> **REQUIREMENTS**
Render the data as a Markdown table with columns "Row" (a row number) and "Line" (the line itself), starting with the line that contains "Spot any yellow straw hat in the frame." and going on through the end of the data. Leave out blank lines.

> **GIVEN RECORDS**

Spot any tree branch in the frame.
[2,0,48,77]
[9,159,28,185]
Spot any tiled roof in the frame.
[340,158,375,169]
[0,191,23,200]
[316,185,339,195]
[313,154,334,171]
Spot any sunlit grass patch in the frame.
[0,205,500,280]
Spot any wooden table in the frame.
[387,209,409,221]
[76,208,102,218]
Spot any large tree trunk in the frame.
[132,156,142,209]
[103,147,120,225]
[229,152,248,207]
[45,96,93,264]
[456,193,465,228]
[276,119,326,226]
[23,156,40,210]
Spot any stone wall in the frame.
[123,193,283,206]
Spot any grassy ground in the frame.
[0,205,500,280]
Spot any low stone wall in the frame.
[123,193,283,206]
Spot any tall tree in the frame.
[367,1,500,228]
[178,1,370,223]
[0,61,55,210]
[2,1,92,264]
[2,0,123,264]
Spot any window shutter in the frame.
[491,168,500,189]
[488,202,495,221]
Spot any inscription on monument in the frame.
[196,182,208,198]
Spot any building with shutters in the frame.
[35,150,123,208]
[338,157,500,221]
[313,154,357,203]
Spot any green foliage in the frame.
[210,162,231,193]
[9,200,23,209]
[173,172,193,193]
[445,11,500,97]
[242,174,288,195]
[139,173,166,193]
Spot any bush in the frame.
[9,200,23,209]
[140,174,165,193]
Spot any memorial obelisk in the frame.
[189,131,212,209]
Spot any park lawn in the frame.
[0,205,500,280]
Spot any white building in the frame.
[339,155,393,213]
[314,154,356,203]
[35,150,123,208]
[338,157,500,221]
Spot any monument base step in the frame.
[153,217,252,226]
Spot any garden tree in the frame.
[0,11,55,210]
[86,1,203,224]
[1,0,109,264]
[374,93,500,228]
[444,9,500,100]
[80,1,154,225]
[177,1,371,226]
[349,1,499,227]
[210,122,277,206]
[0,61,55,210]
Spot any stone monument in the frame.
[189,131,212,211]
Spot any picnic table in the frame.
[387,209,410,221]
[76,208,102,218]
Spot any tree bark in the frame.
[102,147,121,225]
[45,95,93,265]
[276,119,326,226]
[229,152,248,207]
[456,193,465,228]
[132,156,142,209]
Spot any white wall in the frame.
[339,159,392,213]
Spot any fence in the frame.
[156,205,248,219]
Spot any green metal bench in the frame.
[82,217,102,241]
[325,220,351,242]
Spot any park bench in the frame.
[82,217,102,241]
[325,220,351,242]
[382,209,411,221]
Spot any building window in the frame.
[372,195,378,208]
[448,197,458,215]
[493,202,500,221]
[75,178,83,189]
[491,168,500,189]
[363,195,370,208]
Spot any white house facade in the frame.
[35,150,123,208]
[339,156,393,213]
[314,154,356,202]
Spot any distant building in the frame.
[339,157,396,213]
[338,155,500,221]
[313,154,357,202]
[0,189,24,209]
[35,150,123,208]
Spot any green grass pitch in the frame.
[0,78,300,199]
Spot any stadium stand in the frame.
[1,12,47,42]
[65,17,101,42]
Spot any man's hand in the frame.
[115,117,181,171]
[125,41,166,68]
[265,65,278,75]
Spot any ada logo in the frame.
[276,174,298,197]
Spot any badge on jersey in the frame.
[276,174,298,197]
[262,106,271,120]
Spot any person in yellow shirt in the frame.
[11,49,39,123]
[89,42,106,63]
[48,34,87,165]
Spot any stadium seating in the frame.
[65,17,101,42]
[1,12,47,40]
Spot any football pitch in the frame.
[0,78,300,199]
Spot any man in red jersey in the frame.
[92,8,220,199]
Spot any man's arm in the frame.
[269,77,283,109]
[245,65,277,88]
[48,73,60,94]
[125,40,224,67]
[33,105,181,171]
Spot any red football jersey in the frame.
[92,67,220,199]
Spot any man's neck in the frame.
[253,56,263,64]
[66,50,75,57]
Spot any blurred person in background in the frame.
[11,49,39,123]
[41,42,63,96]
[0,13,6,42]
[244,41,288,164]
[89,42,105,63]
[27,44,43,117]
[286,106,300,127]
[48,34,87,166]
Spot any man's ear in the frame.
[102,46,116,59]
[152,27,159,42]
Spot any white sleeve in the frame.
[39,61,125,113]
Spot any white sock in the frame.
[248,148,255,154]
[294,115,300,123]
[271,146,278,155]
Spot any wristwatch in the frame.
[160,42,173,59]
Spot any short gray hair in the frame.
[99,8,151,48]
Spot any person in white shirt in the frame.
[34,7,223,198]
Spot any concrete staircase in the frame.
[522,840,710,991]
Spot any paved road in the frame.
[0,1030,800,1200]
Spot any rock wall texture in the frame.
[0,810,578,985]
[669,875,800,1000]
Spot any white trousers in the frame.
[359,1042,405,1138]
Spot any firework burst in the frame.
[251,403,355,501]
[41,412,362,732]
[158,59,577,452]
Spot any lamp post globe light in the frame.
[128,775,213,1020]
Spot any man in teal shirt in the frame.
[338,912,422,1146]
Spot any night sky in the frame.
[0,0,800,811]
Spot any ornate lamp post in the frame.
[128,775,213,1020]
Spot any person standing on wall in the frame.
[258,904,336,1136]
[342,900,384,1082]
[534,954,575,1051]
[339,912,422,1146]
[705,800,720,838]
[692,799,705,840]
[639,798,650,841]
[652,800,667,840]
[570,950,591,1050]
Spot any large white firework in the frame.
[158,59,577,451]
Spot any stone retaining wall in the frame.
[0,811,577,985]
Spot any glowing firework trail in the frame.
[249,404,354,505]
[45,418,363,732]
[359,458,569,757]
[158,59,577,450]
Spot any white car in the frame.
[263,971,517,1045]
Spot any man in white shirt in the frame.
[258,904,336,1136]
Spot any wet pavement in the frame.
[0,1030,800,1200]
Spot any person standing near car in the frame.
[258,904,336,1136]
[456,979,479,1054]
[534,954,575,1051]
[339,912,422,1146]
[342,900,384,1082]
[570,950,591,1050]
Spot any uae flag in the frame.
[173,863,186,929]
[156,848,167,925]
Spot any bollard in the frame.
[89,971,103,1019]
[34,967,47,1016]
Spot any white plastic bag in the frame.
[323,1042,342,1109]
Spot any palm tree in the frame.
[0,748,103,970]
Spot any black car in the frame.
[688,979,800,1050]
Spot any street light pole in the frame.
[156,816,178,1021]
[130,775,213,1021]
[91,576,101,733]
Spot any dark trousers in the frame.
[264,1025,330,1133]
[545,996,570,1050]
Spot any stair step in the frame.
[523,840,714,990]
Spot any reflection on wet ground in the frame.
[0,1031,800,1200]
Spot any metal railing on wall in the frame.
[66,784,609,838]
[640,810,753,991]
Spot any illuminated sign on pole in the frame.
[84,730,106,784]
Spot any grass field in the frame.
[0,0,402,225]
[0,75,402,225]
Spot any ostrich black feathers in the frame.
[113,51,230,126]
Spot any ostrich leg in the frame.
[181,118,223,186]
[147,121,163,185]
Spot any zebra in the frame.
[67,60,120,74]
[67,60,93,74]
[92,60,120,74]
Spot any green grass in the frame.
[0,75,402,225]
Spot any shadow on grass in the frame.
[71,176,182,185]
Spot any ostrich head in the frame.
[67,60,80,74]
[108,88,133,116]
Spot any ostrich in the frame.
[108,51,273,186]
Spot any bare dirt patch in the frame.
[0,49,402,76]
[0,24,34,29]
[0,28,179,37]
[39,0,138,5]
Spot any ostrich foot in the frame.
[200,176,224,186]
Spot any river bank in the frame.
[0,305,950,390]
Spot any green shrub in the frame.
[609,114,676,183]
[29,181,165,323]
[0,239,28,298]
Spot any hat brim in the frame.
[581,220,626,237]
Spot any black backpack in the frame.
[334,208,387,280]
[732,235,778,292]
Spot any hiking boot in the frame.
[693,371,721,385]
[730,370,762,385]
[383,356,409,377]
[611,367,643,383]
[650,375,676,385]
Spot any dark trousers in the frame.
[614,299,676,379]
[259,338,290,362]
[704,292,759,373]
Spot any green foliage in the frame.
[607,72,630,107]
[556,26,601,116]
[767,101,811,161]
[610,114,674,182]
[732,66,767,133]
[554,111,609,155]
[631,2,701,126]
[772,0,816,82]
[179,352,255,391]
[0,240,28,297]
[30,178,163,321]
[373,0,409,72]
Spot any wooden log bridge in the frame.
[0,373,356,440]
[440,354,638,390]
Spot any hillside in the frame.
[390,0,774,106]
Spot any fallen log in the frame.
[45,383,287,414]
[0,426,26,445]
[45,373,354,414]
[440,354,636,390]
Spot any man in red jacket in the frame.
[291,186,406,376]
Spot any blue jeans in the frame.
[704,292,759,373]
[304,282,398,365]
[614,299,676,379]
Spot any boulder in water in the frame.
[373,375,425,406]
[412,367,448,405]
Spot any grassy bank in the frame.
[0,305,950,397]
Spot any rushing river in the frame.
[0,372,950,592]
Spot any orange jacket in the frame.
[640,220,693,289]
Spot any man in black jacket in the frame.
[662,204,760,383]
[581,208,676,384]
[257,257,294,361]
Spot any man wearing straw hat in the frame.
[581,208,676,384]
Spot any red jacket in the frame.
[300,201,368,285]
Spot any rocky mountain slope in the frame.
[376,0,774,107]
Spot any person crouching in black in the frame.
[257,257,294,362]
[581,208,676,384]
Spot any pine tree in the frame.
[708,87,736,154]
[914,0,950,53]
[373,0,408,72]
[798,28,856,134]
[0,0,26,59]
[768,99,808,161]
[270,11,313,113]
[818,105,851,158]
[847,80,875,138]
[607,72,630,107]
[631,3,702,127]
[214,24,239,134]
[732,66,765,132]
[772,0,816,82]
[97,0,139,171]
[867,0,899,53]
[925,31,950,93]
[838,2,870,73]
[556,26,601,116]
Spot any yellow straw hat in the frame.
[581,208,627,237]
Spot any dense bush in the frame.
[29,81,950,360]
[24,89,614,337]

> **EXERCISE SOLUTION**
| Row | Line |
|---|---|
| 1 | Spot any yellow straw hat in the frame. |
| 2 | [581,208,627,237] |
| 3 | Spot any dense bush in the frame. |
| 4 | [29,81,950,360] |
| 5 | [24,89,614,337] |